[Start of Attachment]

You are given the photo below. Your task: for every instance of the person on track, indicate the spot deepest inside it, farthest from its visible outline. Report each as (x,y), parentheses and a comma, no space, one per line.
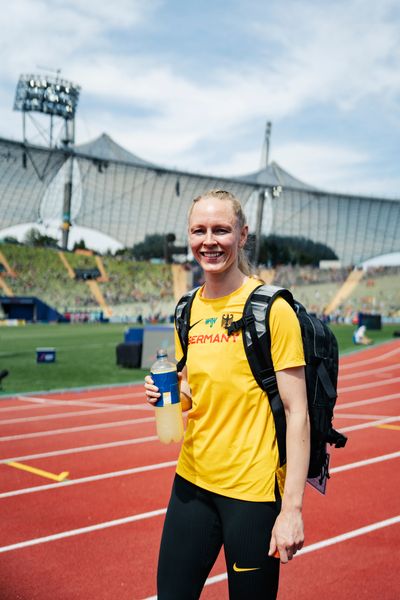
(229,489)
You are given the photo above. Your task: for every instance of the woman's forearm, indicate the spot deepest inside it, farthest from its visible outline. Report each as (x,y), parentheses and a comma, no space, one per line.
(297,458)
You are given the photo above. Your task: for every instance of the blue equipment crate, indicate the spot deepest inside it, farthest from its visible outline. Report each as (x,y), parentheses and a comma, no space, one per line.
(45,355)
(134,334)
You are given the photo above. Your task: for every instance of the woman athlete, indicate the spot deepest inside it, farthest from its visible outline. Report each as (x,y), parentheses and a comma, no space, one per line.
(228,489)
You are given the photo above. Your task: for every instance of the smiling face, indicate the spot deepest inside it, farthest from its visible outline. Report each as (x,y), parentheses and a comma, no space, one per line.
(215,235)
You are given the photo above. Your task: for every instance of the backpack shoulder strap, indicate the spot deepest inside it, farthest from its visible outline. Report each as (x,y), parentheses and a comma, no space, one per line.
(182,323)
(257,343)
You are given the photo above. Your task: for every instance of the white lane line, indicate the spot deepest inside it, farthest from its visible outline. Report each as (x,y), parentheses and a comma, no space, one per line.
(375,400)
(365,462)
(369,361)
(156,513)
(369,372)
(150,438)
(81,530)
(125,472)
(357,416)
(319,545)
(368,385)
(76,413)
(89,479)
(370,424)
(24,436)
(77,398)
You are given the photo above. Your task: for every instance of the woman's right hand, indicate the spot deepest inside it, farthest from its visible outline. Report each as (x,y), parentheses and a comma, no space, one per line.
(151,390)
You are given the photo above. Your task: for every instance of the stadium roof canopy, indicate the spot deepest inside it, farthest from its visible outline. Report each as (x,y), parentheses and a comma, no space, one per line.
(117,193)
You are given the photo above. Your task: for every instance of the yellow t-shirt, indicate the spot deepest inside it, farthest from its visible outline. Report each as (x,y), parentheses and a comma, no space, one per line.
(230,443)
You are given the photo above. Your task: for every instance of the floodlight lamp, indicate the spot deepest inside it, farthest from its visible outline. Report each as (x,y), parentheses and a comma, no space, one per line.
(49,95)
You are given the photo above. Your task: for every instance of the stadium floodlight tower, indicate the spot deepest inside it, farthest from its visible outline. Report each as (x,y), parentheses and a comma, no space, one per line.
(55,98)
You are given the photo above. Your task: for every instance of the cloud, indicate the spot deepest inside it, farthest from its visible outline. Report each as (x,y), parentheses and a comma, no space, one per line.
(338,58)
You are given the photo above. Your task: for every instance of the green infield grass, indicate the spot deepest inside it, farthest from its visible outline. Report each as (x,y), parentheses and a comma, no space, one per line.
(86,355)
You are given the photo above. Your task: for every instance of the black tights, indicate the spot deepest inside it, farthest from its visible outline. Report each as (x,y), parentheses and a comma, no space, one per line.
(196,526)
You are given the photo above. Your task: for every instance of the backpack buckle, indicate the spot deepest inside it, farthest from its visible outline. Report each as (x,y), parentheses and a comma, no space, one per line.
(237,325)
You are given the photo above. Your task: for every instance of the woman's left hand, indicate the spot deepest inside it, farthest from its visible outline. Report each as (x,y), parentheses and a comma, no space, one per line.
(287,534)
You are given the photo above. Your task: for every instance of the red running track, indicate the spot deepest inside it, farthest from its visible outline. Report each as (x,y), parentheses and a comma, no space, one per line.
(96,534)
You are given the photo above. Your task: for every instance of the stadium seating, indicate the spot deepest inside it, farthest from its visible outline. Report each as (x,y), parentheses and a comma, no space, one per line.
(141,289)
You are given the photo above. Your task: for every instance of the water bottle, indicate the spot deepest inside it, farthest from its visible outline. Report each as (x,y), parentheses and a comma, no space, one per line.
(168,407)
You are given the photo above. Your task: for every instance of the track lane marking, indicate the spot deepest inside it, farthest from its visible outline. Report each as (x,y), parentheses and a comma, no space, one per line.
(370,424)
(155,513)
(360,374)
(375,400)
(363,386)
(88,479)
(359,416)
(319,545)
(77,450)
(81,530)
(156,466)
(24,436)
(60,477)
(365,462)
(92,411)
(368,361)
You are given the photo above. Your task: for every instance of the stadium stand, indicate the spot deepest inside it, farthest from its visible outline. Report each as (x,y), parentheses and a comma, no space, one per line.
(130,289)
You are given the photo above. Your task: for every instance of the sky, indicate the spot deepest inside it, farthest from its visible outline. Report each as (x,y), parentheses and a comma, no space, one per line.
(191,84)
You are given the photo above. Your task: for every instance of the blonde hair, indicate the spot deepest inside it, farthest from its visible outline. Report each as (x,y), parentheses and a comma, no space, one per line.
(243,261)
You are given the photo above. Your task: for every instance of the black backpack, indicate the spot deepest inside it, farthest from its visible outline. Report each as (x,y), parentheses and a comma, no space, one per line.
(321,371)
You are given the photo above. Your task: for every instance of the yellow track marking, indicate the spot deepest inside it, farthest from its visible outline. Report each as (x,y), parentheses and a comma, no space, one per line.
(61,477)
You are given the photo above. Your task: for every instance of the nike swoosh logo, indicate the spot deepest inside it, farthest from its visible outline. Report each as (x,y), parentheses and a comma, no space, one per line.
(242,569)
(197,322)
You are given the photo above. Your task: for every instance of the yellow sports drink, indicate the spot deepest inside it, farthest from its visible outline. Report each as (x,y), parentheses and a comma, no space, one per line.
(168,407)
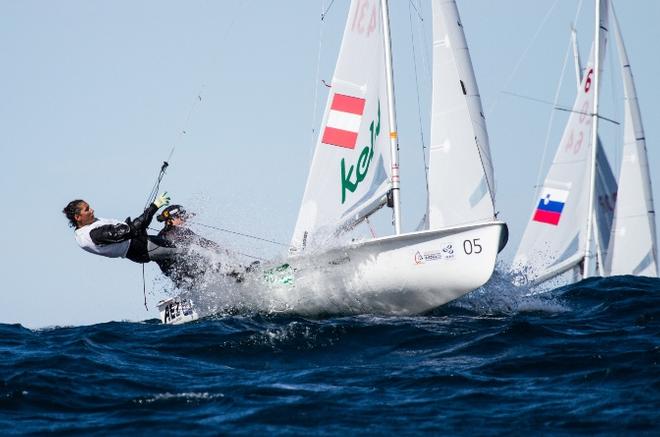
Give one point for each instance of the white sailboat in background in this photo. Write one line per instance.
(579, 224)
(355, 173)
(355, 170)
(633, 247)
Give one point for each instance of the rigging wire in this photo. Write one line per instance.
(551, 119)
(491, 108)
(417, 9)
(324, 11)
(419, 106)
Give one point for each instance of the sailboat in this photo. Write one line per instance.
(582, 225)
(354, 174)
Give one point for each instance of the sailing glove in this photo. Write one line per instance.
(162, 200)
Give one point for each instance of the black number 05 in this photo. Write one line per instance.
(472, 246)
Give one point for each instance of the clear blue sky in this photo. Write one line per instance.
(94, 94)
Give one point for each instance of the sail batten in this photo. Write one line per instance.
(633, 241)
(352, 165)
(459, 148)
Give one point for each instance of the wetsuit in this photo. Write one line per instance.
(128, 239)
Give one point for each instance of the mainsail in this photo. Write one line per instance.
(349, 175)
(633, 242)
(555, 239)
(461, 182)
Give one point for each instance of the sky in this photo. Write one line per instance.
(94, 95)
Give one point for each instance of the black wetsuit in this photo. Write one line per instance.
(191, 265)
(143, 248)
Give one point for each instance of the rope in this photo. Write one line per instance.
(491, 108)
(229, 231)
(550, 121)
(316, 77)
(324, 13)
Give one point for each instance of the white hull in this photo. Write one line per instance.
(397, 275)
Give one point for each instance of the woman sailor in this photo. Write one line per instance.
(115, 239)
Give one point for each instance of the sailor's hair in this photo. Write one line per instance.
(70, 211)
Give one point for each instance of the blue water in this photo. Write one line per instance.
(582, 359)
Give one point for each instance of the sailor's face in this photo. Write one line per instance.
(178, 221)
(85, 216)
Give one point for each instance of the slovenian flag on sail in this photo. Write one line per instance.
(550, 206)
(344, 121)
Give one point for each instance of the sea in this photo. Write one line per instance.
(581, 359)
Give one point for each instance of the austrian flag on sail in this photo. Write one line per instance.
(550, 206)
(344, 121)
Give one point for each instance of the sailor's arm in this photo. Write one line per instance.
(108, 234)
(144, 220)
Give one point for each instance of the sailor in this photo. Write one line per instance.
(116, 239)
(185, 271)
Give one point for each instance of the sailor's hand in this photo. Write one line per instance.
(162, 200)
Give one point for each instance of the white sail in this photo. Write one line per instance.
(606, 189)
(461, 182)
(555, 238)
(349, 175)
(633, 243)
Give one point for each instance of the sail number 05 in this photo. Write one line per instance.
(472, 246)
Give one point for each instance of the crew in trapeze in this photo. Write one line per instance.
(115, 239)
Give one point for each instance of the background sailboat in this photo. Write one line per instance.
(354, 174)
(571, 224)
(633, 245)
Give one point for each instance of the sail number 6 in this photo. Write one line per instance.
(472, 246)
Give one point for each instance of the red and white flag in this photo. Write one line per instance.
(344, 121)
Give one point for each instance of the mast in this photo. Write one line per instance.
(594, 142)
(576, 57)
(394, 142)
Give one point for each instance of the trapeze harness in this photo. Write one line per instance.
(129, 239)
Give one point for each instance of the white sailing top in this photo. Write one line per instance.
(113, 250)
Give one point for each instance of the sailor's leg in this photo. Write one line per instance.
(159, 248)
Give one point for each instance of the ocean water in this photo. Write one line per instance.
(581, 359)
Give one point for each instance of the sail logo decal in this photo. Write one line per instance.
(344, 121)
(551, 204)
(446, 253)
(361, 168)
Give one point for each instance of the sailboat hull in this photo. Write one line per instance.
(399, 275)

[End of Attachment]

■ **Exercise prompt**
Transcribe exactly the lines from the one containing "Give one point for each instance of the mast" through the end of the records, both included, and nothing else.

■ **Your solution**
Give one point for each instance of the mast in this photo. Write one line per instance.
(594, 142)
(576, 57)
(394, 142)
Give one point for each instance of the trapeze harness in this photo. Write one line per instance.
(129, 239)
Give one point for each instance of the white sailing top in this photo. Write one line per instance.
(113, 250)
Give one point for each instance of the sailor's leg in this photo. Write one line per instance.
(159, 248)
Give one point for each instance of the ocean water in this photo. Write one line per instance.
(581, 359)
Give one point for each instance of the sail logo decal in this photo. Write one line per instance.
(344, 121)
(551, 204)
(446, 253)
(361, 168)
Give one point for each instance of the sailboat hull in this photo. Write one line per instance.
(399, 275)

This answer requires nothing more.